── Texto de origem

O principal mérito do regime parlamentar é que, ao dissociar a figura do chefe de Estado da de chefe de governo, torna possível uma condição ideal: a de que o governo dure enquanto for bom, substituindo-se sem traumas no momento em que deixar de bem servir. Um bom gabinete pode durar dez ou vinte anos e só será substituído quando os representantes do povo dele estiverem cansados. Provavelmente a melhor organização do parlamentarismo é o sistema alemão. Ele se baseia no voto distrital misto. Metade dos deputados é eleita por distritos, que dividem geograficamente o país. Cada distrito, uma aglomeração de municípios dentro de um Estado ou uma subdivisão de um grande município, elege um único representante para a Câmara. A outra metade é de deputados nacionais, eleitos a partir de listas partidárias. Trata-se, de fato, de deputados biônicos. O eleitor não vota, nominalmente, em nenhum deles, mas apenas na legenda partidária. Conforme o número de votos, cada partido elege um certo número de deputados nacionais. Além disso, o sistema alemão estabelece uma exigência de desempenho partidário: um partido político perde todos os seus votos se não conseguir eleger 5% da Câmara. A vantagem do sistema é que ele força a fidelidade partidária, identifica o eleitor com o eleito na representação distrital e desestimula a formação de uma constelação caótica de pequenos partidos, como existe no Brasil.

────

• O que fazer:
A - No texto sobre o regime parlamentar, que porcentagem da Câmara um partido precisa eleger, no sistema alemão, para não perder todos os seus votos?
B - Reproduza tal qual estão as linhas dos registros a partir da linha que contém "Reviewer note: verify that every instance of the green grassy" até a linha que contém "[[78, 129]]", incluindo ambas.

── Dados fornecidos

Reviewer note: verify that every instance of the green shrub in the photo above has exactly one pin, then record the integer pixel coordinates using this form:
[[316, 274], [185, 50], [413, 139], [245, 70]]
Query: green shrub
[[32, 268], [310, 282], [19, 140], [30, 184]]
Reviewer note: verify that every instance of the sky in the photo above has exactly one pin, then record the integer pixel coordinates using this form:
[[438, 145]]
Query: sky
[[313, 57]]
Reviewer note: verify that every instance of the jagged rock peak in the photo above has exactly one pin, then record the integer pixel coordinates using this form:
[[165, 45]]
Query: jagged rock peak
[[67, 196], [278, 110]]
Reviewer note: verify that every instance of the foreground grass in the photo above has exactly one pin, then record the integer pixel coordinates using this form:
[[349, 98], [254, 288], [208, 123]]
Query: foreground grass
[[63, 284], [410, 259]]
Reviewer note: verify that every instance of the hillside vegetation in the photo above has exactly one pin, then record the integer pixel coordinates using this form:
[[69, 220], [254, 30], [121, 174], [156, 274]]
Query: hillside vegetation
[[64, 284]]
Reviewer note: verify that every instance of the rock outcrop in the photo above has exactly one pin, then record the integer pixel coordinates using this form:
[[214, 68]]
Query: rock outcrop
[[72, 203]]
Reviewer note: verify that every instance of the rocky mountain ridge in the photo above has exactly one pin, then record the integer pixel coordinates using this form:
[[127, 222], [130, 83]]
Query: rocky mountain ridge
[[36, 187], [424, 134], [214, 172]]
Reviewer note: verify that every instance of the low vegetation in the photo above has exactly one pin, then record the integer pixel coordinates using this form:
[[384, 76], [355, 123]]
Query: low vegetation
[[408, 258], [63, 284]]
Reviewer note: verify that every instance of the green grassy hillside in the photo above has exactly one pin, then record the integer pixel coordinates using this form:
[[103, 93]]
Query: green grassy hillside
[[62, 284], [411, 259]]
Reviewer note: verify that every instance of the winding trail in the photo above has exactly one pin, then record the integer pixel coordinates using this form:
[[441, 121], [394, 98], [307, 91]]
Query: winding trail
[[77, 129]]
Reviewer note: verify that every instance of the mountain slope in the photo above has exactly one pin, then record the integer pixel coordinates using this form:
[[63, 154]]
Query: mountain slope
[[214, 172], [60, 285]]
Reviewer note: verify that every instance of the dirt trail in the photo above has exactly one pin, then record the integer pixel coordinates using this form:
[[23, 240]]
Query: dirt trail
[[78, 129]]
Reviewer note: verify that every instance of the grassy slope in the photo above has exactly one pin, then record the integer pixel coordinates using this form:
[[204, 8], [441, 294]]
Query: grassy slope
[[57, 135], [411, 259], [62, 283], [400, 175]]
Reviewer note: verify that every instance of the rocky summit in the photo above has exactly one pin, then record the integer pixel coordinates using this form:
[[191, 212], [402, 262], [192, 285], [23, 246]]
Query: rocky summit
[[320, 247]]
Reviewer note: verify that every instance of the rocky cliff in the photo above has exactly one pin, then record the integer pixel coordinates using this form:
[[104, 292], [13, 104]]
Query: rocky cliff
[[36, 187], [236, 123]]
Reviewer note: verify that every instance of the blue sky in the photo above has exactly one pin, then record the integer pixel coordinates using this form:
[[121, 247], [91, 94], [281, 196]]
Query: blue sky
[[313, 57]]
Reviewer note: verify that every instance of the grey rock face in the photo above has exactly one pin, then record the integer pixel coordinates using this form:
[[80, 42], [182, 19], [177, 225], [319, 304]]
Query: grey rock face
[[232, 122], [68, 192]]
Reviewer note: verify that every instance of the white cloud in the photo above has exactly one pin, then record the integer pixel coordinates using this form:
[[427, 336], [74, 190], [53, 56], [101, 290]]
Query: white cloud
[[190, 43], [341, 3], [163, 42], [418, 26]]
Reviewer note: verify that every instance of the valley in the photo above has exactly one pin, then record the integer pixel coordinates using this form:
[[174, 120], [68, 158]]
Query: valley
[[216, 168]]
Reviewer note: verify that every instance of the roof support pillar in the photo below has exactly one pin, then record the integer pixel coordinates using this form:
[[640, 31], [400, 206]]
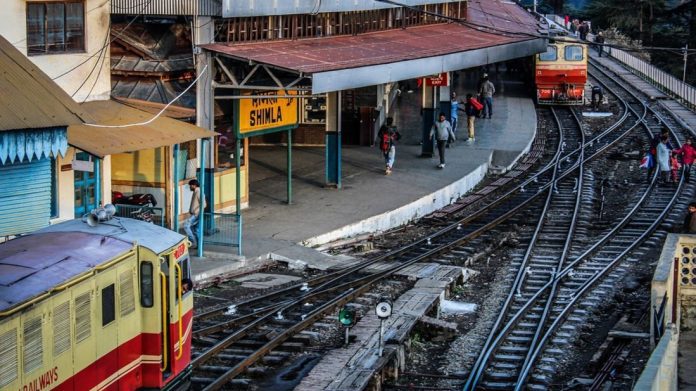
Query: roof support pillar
[[429, 105], [333, 139]]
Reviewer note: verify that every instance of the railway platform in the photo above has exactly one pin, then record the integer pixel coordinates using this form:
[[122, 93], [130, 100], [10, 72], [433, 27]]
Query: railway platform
[[369, 201]]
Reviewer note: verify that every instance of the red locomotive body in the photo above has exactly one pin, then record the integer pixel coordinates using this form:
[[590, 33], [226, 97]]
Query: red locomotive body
[[561, 73]]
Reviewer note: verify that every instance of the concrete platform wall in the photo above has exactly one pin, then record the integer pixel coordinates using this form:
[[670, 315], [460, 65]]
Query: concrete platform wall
[[409, 212]]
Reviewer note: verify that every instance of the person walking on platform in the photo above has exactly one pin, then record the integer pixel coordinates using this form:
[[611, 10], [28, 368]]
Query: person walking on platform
[[583, 30], [597, 97], [472, 109], [487, 90], [599, 40], [690, 219], [454, 114], [442, 130], [688, 154], [386, 137], [194, 212]]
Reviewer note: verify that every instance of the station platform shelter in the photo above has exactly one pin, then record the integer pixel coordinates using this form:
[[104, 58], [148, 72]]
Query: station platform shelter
[[324, 98], [370, 201]]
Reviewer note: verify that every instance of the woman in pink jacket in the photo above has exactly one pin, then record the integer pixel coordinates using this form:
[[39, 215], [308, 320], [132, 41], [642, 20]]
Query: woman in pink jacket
[[688, 154]]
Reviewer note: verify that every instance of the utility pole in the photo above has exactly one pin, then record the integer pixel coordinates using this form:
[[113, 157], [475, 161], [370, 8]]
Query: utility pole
[[686, 54]]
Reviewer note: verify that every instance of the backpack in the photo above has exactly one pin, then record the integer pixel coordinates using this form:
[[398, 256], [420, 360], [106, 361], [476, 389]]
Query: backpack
[[477, 105], [385, 143]]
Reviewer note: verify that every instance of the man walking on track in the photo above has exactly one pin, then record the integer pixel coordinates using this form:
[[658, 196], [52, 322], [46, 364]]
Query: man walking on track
[[442, 130], [386, 137], [487, 91]]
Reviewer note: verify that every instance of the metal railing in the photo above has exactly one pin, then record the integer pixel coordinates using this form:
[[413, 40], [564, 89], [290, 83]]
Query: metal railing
[[223, 229], [144, 213], [669, 84]]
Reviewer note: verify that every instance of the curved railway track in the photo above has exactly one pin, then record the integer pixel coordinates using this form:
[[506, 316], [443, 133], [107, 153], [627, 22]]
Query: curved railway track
[[277, 316], [543, 319]]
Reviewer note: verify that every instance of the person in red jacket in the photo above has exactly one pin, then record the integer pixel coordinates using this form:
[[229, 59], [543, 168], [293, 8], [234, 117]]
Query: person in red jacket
[[688, 154]]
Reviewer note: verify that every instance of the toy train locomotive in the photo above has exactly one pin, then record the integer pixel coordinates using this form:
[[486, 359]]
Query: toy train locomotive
[[561, 73], [94, 307]]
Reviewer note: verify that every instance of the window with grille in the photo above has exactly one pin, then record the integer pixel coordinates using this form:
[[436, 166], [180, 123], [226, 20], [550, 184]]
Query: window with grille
[[61, 328], [33, 345], [127, 297], [8, 357], [108, 305], [146, 285], [83, 321], [55, 27]]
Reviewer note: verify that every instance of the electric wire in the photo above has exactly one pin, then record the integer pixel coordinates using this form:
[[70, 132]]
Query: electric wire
[[143, 123]]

────

• Respostas em ordem:
A - 5% da Câmara.

B -
Reviewer note: verify that every instance of the green grassy hillside in the photo above has exactly one pin, then record the integer pixel coordinates using this form:
[[103, 93]]
Query: green grassy hillside
[[62, 284], [411, 259]]
Reviewer note: verify that every instance of the winding trail in the photo above has exactly one pin, then record the integer pixel coordinates using this form:
[[441, 121], [394, 98], [307, 91]]
Query: winding trail
[[77, 129]]
Reviewer note: verify that every instance of the mountain slope in the photo above has exactly one pin, then record the integer pixel coordinates using this form:
[[63, 154]]
Query: mountain slope
[[214, 172], [60, 285]]
Reviewer note: verify that every instance of the dirt trail in the photo above has exactly one pin, then record the integer pixel coordinates using this form:
[[23, 240]]
Query: dirt trail
[[78, 129]]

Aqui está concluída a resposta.